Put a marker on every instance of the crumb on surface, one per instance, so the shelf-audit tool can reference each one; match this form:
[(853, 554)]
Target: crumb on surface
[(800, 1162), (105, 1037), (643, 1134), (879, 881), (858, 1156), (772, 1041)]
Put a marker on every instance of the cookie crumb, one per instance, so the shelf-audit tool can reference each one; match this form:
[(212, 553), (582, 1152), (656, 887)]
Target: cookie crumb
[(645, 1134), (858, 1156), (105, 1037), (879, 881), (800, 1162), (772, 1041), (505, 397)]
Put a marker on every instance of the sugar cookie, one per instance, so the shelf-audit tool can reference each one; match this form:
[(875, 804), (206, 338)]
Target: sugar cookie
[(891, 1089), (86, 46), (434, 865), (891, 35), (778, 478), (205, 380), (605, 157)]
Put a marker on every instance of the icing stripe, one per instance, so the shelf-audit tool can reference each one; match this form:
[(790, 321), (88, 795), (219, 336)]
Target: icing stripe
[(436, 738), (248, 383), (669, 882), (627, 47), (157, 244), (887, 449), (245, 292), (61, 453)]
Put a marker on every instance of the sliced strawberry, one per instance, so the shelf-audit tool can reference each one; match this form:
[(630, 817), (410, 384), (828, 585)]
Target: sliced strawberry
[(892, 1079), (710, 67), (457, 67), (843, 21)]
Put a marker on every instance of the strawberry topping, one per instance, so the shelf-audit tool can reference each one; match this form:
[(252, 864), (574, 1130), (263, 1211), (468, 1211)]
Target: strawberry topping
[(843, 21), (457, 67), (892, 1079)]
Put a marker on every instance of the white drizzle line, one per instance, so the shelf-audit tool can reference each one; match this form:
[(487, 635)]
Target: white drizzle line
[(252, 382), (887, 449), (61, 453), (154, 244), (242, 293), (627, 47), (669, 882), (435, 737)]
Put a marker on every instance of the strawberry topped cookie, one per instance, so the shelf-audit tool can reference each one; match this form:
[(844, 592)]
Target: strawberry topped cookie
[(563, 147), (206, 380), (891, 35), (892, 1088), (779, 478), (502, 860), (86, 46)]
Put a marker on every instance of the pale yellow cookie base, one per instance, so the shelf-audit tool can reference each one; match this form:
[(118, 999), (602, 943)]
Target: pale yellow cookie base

◆ **Activity**
Your answer should be the listing itself, repeated exactly.

◆ **Reply**
Put a marker on every instance of the crumb on surface, one per instance, so the shelf-audit tool can reference each one; match this form:
[(853, 554)]
Target: crumb on surface
[(800, 1162), (105, 1037), (643, 1134), (879, 881), (858, 1156), (772, 1041)]
Put a marker on every instance of the cookie crumb, one per instance, so the shelf-audit tool can reference each one; match this form:
[(212, 553), (582, 1152), (656, 887)]
Target: cookie crumb
[(645, 1134), (858, 1156), (105, 1037), (879, 881), (800, 1162), (772, 1041), (505, 397)]
Put a marker on every instance of the sugar cookie, one per instance, so the shelf-audit tool can reference each one; match this form:
[(875, 804), (206, 338)]
Target: sugar cookie
[(891, 1089), (86, 46), (434, 865), (891, 35), (778, 478), (205, 380), (605, 157)]
Put a marker on every instance of the icing stripe, one per instance, so the shelf-audit tool can reference each one; match this form:
[(790, 321), (88, 795), (219, 336)]
Target: icing stripe
[(436, 738), (248, 383), (669, 882), (627, 47), (157, 244), (887, 449), (245, 292), (61, 453)]
Put a marker on every instance of the sliced strawberry, one per instance, so the shelf-audit tool can reference each one; match this form:
[(630, 817), (410, 384), (828, 585)]
Target: sliced strawberry
[(892, 1079), (710, 67), (457, 67), (843, 21)]
Put a marker on every instance of the strawberry topping, one per instance, so the shelf-audit tool can reference each one; match this form:
[(252, 864), (574, 1130), (263, 1211), (468, 1211)]
Target: strawberry topping
[(843, 21), (457, 67), (892, 1079)]
Put a marker on every instance of the white drizzle line, one per instance, so the shelf-audit tool can reference each one; match this form:
[(487, 635)]
Target: white drizzle line
[(252, 382), (887, 449), (61, 453), (154, 244), (242, 293), (627, 47), (669, 882), (435, 737)]
Put a marker on every instance of the strawberry topped cookie, one per instance, so the shelf-audit tool can reference each one; match this form:
[(844, 592)]
Target: strawberry topped cookie
[(563, 147), (206, 380), (891, 35), (892, 1088), (779, 478), (502, 860), (86, 46)]
Put a marker on every instance of the pale yellow cookie base, one per instance, so the shelf-audit tool can reference each one; match this form:
[(118, 999), (602, 943)]
Target: pale yellow cookie base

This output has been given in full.